**GOAL OF THE EXERCISE**
Which lines in the records below contain the word "townhouse"? Return each of those lines in full.

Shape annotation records
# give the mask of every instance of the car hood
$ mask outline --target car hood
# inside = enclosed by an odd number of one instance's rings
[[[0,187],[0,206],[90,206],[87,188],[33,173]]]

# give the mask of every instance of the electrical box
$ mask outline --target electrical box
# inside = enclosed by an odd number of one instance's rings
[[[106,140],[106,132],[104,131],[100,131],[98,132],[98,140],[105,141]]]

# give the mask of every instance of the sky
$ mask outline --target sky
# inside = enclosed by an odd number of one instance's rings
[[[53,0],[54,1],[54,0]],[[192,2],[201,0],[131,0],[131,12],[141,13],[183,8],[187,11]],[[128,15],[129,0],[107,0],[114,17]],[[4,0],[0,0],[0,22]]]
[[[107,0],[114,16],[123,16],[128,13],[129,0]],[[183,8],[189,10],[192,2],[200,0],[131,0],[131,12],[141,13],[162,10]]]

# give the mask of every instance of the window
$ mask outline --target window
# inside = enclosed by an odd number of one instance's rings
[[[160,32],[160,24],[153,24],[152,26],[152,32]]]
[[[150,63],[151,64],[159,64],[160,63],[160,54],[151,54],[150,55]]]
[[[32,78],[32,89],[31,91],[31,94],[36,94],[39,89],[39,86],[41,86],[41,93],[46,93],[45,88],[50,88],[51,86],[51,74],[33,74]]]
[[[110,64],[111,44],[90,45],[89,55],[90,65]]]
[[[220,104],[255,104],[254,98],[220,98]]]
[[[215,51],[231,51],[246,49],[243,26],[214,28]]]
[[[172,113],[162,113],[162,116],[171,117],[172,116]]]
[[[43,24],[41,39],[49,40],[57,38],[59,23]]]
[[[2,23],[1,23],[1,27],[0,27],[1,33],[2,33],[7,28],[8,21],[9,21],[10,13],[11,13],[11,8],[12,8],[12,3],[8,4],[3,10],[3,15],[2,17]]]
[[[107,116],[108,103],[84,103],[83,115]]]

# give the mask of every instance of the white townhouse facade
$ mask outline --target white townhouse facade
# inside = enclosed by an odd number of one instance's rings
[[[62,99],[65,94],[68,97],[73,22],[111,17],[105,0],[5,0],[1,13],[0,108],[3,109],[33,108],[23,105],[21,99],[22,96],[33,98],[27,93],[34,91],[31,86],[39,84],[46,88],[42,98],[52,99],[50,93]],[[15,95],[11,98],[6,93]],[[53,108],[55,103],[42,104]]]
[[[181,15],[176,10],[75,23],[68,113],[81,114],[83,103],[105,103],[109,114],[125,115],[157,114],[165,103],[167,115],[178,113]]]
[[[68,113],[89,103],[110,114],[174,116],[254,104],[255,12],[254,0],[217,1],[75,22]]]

**EXERCISE RESPONSE**
# give the mask of every instance of the white townhouse facade
$ mask outline --target white townhouse facade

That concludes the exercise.